#### Activity
Find how many lines of the following entries contain "windshield". Reply with the number alone.
........
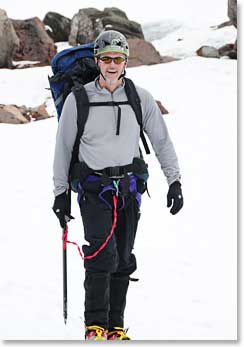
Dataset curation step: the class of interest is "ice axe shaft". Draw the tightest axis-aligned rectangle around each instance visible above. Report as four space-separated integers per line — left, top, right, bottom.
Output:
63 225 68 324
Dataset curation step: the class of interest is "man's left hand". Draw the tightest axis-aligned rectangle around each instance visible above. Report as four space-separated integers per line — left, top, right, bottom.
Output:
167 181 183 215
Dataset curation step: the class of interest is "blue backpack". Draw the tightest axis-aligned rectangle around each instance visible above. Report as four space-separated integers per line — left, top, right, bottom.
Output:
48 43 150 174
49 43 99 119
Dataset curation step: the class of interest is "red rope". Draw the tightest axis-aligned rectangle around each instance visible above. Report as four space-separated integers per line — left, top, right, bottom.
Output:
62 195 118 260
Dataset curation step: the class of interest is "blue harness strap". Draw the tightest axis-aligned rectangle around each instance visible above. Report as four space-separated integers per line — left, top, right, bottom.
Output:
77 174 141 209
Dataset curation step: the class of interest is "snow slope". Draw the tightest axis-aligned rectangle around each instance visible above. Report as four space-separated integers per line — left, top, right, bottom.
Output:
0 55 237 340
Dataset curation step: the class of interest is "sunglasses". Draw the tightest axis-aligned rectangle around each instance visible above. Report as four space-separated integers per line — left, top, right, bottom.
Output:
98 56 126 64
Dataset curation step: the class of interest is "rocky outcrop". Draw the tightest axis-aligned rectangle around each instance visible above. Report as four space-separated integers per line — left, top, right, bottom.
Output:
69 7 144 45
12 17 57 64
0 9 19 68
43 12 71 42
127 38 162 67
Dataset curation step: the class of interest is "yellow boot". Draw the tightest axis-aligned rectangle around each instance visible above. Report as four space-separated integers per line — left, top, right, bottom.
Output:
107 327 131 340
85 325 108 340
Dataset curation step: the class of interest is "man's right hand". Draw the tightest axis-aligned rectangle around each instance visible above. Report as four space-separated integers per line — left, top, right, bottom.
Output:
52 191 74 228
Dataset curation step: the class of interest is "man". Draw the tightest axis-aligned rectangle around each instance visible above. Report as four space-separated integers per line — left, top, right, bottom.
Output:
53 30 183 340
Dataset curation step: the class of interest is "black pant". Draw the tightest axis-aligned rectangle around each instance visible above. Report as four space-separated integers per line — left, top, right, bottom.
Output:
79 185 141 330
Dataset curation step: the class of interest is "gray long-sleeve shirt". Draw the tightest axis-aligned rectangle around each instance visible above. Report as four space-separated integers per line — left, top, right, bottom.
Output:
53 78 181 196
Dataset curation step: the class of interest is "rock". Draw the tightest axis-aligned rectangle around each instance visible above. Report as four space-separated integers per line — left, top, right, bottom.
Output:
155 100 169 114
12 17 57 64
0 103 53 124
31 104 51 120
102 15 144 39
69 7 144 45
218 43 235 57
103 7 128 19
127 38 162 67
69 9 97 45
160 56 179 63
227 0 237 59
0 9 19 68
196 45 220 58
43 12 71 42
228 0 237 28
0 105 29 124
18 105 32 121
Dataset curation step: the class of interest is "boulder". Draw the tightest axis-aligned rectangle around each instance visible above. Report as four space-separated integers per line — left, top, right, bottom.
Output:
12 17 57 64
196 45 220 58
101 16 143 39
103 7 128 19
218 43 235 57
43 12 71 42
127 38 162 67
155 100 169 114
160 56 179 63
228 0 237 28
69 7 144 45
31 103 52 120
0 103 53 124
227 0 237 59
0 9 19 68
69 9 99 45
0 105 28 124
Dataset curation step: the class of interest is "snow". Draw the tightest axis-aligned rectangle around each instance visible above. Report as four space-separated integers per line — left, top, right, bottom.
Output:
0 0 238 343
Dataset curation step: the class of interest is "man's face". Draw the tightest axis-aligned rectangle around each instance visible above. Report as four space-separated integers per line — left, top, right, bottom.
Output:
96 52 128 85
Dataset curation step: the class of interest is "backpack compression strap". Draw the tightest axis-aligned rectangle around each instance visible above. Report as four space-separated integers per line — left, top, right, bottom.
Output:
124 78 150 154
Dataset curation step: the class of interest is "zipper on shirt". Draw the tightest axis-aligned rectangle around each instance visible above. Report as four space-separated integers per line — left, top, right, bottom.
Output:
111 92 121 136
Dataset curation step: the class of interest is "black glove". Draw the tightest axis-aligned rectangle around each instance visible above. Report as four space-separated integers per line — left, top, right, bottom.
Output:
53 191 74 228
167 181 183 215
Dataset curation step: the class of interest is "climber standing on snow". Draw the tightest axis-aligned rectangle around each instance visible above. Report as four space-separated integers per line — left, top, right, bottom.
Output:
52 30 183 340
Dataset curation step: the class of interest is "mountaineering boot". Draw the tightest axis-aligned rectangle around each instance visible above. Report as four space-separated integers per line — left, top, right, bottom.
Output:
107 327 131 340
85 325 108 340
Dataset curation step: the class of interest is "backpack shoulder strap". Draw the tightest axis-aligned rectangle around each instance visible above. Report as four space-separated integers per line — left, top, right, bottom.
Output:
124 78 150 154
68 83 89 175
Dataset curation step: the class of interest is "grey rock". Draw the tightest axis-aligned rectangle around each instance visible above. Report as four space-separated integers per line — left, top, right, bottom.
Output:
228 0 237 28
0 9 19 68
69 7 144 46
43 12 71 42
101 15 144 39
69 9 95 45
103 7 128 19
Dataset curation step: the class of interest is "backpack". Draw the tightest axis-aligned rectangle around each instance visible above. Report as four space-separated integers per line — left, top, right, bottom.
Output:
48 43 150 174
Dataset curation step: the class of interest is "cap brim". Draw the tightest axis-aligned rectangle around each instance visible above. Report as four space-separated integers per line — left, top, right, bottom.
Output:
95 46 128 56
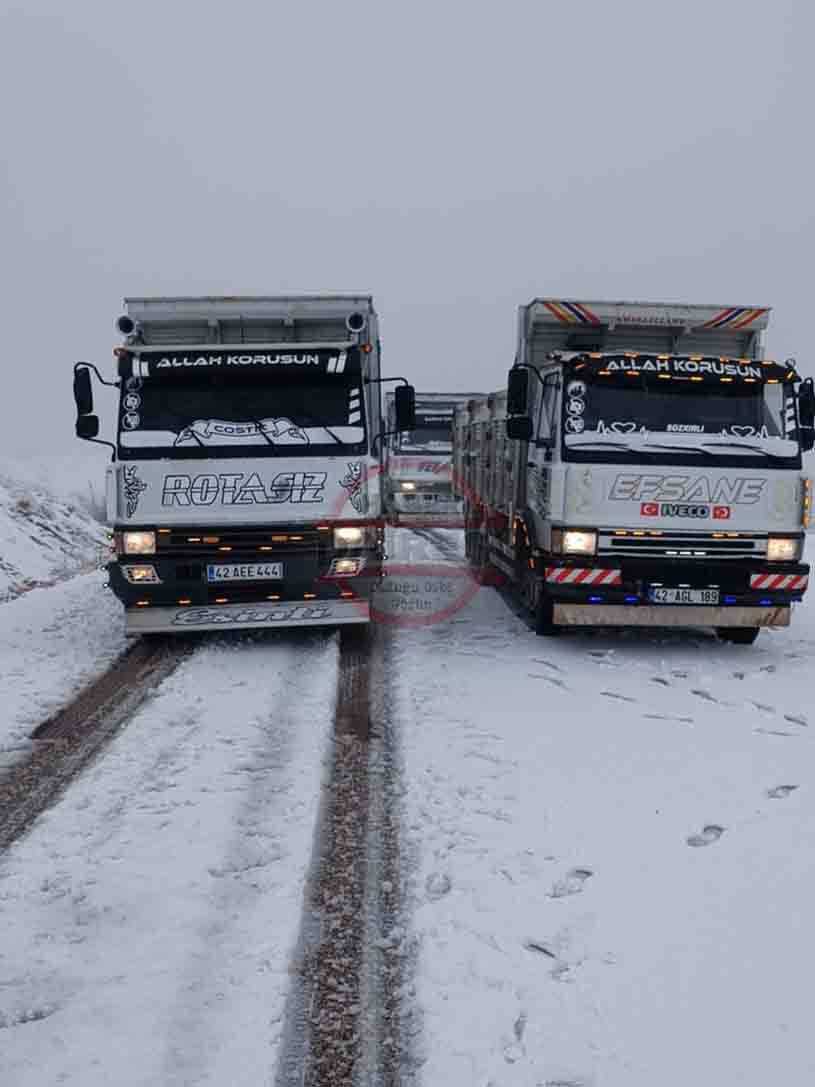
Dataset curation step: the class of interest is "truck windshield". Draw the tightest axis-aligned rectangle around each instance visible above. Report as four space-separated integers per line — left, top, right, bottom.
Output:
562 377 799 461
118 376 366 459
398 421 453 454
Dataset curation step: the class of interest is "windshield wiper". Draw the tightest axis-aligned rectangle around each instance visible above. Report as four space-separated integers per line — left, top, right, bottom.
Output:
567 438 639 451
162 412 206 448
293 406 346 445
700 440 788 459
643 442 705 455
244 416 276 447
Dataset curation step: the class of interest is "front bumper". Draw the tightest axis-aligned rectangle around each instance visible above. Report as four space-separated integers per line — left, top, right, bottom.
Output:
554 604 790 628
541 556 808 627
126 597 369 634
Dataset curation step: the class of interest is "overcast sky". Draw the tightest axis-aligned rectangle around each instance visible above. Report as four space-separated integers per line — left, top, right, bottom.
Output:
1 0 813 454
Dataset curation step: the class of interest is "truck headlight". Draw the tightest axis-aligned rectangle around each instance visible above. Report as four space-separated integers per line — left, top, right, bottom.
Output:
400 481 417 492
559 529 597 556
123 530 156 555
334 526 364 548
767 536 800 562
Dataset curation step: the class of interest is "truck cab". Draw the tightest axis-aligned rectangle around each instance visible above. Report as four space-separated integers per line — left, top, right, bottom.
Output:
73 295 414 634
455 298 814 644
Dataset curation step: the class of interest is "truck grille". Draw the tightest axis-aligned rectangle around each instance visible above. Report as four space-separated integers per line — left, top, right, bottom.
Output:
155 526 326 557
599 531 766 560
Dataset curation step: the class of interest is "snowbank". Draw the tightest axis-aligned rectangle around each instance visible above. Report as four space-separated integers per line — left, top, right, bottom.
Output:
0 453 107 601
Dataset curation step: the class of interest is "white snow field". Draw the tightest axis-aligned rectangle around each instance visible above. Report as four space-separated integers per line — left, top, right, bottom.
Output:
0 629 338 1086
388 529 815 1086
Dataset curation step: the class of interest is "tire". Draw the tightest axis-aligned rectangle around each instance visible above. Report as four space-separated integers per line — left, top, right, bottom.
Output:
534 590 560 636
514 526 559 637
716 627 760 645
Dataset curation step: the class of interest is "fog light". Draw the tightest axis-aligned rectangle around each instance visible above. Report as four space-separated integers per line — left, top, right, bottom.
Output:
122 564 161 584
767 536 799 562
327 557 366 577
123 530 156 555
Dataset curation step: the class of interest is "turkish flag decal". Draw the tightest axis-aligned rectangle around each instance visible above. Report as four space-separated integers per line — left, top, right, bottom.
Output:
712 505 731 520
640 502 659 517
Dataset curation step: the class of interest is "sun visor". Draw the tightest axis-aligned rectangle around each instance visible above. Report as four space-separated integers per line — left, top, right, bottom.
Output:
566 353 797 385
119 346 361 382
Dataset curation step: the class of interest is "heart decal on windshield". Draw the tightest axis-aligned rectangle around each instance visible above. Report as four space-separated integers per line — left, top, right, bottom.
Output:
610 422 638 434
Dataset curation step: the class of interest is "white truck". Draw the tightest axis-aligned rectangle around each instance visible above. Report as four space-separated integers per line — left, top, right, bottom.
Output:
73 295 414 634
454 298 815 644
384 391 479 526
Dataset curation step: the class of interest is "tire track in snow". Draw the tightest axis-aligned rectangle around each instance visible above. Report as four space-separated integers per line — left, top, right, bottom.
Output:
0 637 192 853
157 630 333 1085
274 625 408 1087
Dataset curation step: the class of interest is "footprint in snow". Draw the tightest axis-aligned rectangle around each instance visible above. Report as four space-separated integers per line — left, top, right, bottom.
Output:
........
#### Exercise solution
3